> **SOURCE EXTRACT**:
# # #

While the comment above is no longer relevant now that this doesn't
touch the bdi, I'm not totally sure whether the following few lines are
still necessary. I think this was associated with the lazy list removal
(to remove the inode on eviction), but I'd have to dig into that a bit
more to be sure...

Brian

> +	if (!sb_is_blkdev_sb(inode->i_sb))
> +		sb_clear_inode_writeback(inode);
> +	BUG_ON(!list_empty(&inode->i_wb_list));
>  }
>  
>  /*
> @@ -2108,7 +2154,7 @@ EXPORT_SYMBOL(__mark_inode_dirty);
>   */
>  static void wait_sb_inodes(struct super_block *sb)
>  {
> -	struct inode *inode, *old_inode = NULL;
> +	LIST_HEAD(sync_list);
>  
>  	/*
>  	 * We need to be protected against the filesystem going from
> @@ -2116,23 +2162,56 @@ static void wait_sb_inodes(struct super_block *sb)
>  	 */
>  	WARN_ON(!rwsem_is_locked(&sb->s_umount));
>  
> +	/*
> +	 * Data integrity sync. Must wait for all pages under writeback, because
> +	 * there may have been pages dirtied before our sync call, but which had
> +	 * writeout started before we write it out.  In which case, the inode
> +	 * may not be on the dirty list, but we still have to wait for that
> +	 * writeout.
> +	 *
> +	 * To avoid syncing inodes put under IO after we have started here,
> +	 * splice the io list to a temporary list head and walk that. Newly
> +	 * dirtied inodes will go onto the primary list so we won't wait for
> +	 * them. This is safe to do as we are serialised by the s_sync_lock,
> +	 * so we'll complete processing the complete list before the next
> +	 * sync operation repeats the splice-and-walk process.
> +	 *
> +	 * s_inode_wblist_lock protects the wb list and is irq-safe as it is
> +	 * acquired inside of the mapping lock by __test_set_page_writeback().
> +	 * We cannot acquire i_lock while the wblist lock is held without
> +	 * introducing irq inversion issues. Since s_inodes_wb is a subset of
> +	 * s_inodes, use s_inode_list_lock to prevent inodes from disappearing
> +	 * until we have a reference. Note that s_inode_wblist_lock protects the
> +	 * local sync_list as well because inodes can be dropped from either
> +	 * list by writeback completion.
> +	 */
>  	mutex_lock(&sb->s_sync_lock);
> +
>  	spin_lock(&sb->s_inode_list_lock);
> +	spin_lock_irq(&sb->s_inode_wblist_lock);
> +	list_splice_init(&sb->s_inodes_wb, &sync_list);
>  
> -	/*
> -	 * Data integrity sync. Must wait for all pages under writeback,
> -	 * because there may have been pages dirtied before our sync
> -	 * call, but which had writeout started before we write it out.

# # #

> **REQUIRED TASK**:
Copy out the part of the patch review that opens with the words containing "While the comment" and closes with "to be sure...". The data is separate material and has no connection to the patch review.

# # #

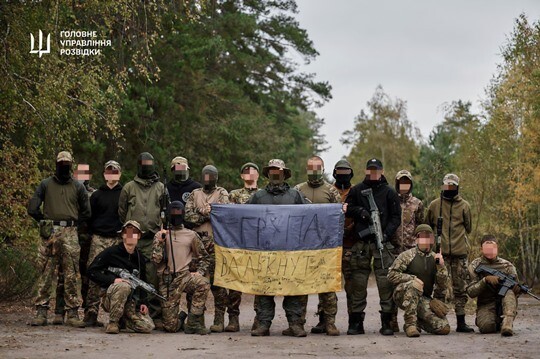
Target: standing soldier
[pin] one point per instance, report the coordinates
(491, 308)
(198, 212)
(412, 215)
(126, 307)
(181, 184)
(173, 251)
(249, 172)
(140, 200)
(278, 192)
(456, 224)
(365, 249)
(415, 272)
(317, 190)
(104, 226)
(65, 205)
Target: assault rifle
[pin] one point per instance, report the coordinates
(375, 227)
(134, 281)
(506, 282)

# # #

> **TASK ANSWER**:
While the comment above is no longer relevant now that this doesn't
touch the bdi, I'm not totally sure whether the following few lines are
still necessary. I think this was associated with the lazy list removal
(to remove the inode on eviction), but I'd have to dig into that a bit
more to be sure...